> What is needed
Write out exactly, with no other output, the lines below from the one that contains "Exercise. Point to the waterfall" through the end.

> Record list

┌──

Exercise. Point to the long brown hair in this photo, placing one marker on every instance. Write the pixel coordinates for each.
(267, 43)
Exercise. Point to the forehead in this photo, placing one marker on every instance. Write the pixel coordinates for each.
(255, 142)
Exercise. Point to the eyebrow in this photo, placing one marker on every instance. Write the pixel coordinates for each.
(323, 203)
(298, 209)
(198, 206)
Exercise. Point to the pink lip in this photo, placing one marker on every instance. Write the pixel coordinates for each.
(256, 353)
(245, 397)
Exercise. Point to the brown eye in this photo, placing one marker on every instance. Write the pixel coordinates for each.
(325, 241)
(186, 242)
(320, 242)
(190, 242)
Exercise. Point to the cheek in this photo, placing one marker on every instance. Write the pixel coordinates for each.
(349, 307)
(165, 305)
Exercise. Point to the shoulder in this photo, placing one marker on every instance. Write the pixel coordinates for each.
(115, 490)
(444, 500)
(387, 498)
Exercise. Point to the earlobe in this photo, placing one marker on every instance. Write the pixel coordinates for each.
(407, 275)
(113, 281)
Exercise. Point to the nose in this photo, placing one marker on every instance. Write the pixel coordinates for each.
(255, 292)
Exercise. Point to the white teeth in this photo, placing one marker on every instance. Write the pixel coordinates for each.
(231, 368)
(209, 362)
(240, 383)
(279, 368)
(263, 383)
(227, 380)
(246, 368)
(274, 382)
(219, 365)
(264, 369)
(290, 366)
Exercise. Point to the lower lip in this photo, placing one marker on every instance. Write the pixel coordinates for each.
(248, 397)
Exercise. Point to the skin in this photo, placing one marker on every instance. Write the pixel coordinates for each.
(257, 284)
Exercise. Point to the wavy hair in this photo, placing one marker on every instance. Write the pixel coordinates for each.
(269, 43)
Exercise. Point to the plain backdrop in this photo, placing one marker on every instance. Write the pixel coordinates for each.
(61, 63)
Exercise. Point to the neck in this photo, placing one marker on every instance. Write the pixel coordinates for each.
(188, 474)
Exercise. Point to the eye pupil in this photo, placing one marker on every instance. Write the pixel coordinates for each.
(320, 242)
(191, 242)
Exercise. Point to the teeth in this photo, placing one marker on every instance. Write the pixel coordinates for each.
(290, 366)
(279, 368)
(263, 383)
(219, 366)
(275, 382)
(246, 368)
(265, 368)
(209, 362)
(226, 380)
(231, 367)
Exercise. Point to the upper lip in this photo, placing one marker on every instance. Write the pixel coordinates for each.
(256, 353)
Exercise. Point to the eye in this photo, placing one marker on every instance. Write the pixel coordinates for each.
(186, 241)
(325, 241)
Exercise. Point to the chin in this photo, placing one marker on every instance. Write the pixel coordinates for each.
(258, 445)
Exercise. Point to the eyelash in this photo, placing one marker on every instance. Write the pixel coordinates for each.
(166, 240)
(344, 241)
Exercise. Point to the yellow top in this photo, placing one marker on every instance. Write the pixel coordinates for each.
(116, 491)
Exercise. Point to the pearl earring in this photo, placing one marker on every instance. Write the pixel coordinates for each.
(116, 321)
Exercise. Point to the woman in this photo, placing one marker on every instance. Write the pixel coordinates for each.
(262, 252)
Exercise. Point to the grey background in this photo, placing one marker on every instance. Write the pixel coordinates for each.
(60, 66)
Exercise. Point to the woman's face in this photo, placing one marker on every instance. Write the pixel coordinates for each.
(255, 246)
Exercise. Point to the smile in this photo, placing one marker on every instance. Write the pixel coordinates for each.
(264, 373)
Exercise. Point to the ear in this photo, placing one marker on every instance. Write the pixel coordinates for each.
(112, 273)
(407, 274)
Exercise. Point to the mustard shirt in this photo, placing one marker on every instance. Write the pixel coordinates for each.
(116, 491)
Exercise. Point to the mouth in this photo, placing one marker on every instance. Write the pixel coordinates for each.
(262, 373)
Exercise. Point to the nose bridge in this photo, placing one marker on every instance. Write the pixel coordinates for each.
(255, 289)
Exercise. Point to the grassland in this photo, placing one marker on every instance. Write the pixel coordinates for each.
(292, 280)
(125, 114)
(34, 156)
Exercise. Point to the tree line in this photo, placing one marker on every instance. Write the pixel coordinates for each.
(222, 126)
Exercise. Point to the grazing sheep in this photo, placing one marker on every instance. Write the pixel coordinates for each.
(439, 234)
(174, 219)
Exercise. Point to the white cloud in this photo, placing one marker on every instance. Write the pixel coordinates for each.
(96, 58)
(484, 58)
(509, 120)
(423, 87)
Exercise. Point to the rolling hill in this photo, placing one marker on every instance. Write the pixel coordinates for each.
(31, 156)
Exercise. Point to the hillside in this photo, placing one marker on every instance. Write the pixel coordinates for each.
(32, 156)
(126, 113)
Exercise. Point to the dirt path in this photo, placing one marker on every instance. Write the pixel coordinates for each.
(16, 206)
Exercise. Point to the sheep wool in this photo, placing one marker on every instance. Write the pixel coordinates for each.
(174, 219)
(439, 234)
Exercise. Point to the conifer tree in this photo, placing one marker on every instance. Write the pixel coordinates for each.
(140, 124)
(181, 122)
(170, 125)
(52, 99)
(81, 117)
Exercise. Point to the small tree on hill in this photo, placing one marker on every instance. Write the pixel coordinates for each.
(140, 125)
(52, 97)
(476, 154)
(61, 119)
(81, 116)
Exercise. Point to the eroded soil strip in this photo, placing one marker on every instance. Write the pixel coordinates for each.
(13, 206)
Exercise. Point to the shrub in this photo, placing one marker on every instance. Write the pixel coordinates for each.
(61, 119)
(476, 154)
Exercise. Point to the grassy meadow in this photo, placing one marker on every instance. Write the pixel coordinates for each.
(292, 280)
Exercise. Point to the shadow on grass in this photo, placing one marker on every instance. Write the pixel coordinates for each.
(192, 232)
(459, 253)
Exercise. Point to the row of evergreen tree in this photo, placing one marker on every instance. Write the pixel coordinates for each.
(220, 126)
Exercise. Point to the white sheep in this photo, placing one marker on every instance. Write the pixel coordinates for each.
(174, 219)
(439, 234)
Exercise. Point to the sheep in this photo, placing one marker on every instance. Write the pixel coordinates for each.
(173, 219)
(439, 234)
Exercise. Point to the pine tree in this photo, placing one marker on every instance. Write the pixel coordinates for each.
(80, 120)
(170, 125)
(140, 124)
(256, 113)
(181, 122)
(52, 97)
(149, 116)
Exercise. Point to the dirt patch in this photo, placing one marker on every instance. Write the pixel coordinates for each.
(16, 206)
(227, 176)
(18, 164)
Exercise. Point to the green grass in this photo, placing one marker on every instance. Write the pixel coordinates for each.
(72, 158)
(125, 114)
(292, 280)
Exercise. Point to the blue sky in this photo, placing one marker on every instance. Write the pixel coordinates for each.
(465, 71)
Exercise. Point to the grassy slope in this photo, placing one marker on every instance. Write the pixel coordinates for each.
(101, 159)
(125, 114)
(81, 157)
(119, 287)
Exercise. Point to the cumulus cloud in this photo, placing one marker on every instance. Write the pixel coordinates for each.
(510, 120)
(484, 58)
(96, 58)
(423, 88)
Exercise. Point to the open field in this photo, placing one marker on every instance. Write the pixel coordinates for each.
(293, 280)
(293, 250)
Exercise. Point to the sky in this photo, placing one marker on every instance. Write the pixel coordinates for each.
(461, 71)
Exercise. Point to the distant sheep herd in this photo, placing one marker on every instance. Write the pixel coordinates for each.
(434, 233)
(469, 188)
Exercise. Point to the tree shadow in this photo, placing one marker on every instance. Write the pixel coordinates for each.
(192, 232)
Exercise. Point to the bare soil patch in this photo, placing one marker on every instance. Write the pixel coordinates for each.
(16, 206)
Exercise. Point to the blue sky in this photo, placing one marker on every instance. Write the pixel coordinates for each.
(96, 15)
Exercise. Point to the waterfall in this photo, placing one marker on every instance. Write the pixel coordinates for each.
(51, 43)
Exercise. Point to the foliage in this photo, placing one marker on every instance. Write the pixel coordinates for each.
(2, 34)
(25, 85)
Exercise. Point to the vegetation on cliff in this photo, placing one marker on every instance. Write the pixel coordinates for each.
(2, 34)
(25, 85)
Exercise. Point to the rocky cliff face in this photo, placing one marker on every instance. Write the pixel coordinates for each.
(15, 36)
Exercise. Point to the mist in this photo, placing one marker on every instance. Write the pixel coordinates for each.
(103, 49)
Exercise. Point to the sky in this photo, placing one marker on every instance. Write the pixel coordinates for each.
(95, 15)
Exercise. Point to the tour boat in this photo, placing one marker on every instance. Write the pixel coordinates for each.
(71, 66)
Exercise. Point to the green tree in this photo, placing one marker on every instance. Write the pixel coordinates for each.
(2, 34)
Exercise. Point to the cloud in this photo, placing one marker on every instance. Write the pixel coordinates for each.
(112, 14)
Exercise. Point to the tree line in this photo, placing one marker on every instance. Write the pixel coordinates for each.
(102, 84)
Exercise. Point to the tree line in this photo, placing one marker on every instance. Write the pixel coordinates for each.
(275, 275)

└──

> Exercise response
Exercise. Point to the waterfall in this photo, placing one marker on every instance. Write the pixel coordinates for each.
(51, 43)
Exercise. Point to the foliage in this photo, placing one marker on every instance. Write the pixel coordinates for each.
(2, 34)
(25, 85)
Exercise. Point to the vegetation on cliff in this photo, placing one marker on every instance. Write the pixel coordinates for each.
(2, 34)
(25, 85)
Exercise. Point to the rocky cliff face in this photo, placing one marker on every instance. Write the pixel coordinates for each.
(15, 36)
Exercise. Point to the mist in this photo, placing one marker on every instance. Write the pixel coordinates for each.
(103, 49)
Exercise. Point to the sky in this photo, placing one marker on every instance. Write the pixel coordinates for each.
(95, 15)
Exercise. Point to the tour boat in this photo, placing one marker on every instance. Write the pixel coordinates for each.
(71, 66)
Exercise. Point to the green tree in this photo, placing one marker on every instance. Write the pixel coordinates for each.
(2, 34)
Exercise. Point to the cloud in this photo, placing one marker on every instance. Write the pixel coordinates for each.
(112, 14)
Exercise. Point to the tree line in this photo, placing one marker on every instance. Write the pixel coordinates for each.
(102, 84)
Exercise. Point to the tree line in this photo, placing one marker on every instance. Write the pixel coordinates for each.
(275, 275)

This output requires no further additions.